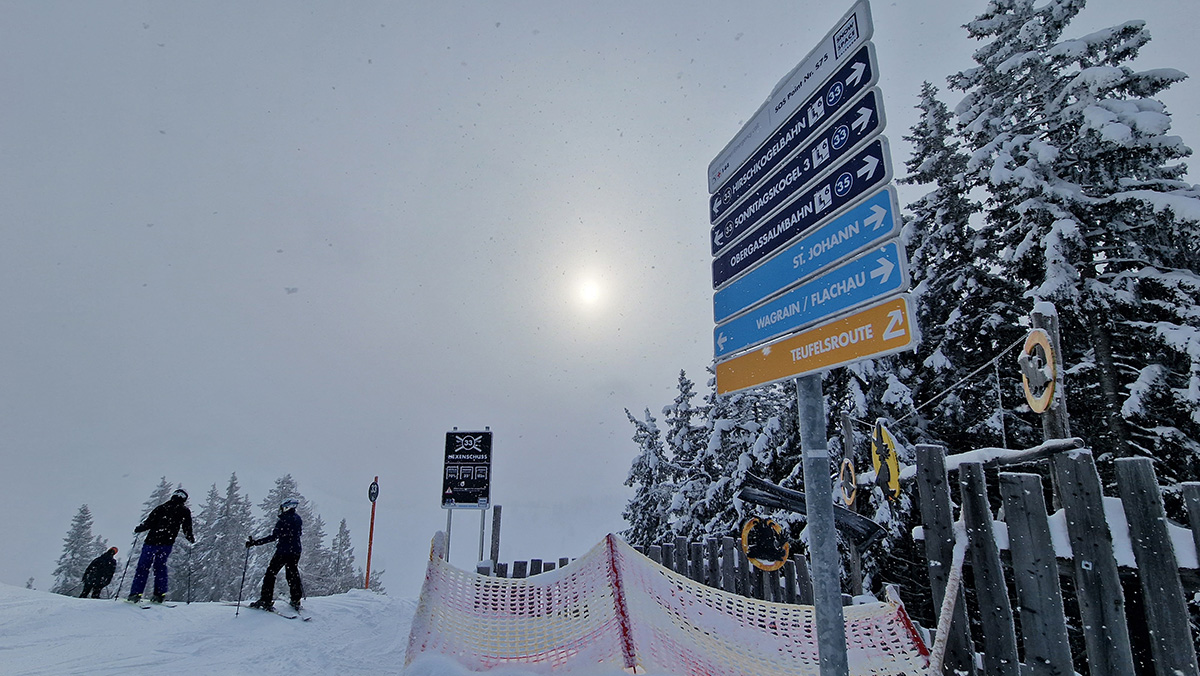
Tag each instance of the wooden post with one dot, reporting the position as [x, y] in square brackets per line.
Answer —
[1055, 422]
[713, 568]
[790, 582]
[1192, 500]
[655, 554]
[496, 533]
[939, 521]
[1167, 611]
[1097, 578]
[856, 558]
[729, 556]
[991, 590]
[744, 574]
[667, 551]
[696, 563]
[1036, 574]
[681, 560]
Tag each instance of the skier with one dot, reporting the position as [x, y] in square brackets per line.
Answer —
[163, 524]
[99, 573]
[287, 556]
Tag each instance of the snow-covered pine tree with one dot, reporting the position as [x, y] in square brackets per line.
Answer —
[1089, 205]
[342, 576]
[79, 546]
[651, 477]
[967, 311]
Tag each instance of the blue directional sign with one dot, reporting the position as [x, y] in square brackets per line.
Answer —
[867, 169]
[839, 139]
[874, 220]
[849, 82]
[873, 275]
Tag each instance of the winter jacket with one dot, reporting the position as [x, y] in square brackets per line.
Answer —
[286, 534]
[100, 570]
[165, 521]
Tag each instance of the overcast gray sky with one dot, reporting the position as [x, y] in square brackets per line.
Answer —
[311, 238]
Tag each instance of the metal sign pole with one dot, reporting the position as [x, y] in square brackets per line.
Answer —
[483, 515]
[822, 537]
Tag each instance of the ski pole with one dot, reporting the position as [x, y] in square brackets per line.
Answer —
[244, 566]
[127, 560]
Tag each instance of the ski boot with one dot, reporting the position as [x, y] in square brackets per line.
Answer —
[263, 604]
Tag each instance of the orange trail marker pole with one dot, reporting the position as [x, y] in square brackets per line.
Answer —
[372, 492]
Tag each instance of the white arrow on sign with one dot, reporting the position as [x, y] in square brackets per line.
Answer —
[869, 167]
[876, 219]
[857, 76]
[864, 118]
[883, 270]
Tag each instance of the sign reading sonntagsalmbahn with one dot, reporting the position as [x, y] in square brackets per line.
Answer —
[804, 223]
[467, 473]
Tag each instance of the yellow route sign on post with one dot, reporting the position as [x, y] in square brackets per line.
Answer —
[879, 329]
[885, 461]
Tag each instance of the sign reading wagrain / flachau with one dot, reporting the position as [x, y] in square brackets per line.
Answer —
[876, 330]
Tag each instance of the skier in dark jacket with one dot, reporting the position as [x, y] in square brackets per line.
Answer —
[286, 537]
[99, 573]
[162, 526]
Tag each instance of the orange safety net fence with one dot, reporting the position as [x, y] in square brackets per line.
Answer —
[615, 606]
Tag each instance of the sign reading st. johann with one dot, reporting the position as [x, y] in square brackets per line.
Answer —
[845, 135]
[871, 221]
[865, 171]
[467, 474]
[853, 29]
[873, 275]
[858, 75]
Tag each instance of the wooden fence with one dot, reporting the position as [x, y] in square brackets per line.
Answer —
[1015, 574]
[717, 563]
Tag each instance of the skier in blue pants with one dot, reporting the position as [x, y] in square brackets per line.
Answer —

**Aim:**
Repeat only the stretch of lines that opens with the line containing "Tag each instance of the sign reading sonntagsalmbahn" and closes with the final line of the entries, both included, exactly as written.

**Output of the task:**
Tag each instance of the sign reading sonntagsalmbahn with one dot, reporting the position as [x, y] in square brackets per line.
Answer —
[804, 223]
[467, 473]
Tag each instance of the yellow route sign on post with one dot, reporting the position as [x, y] in square brackets per line.
Answer —
[879, 329]
[885, 461]
Tag each instance of the sign reading wagrain / flachau with one dot, reporting the position as [x, y] in square brackets per line.
Answer —
[876, 330]
Tag each instance of the skier in dark jacket with one dot, reporting the position as [x, y] in square brackets per line.
Answer —
[286, 537]
[99, 573]
[162, 526]
Tag each instance of the orange safety net fence with one dot, reporting the position as [x, y] in square brackets per line.
Answer —
[615, 606]
Tag each instance of the sign reading st. johann with one dot, reporting the position as [x, y] in square brackets per line.
Answer —
[845, 135]
[871, 221]
[865, 171]
[467, 474]
[853, 29]
[873, 275]
[858, 75]
Tag each instance of the wooden fence with one dot, reporting the position as [x, y] in square brackets per line.
Answer —
[1015, 574]
[717, 563]
Tag each instance of the skier in blue pants with one dot, reporting the position as [x, y] in square brackets per line.
Answer —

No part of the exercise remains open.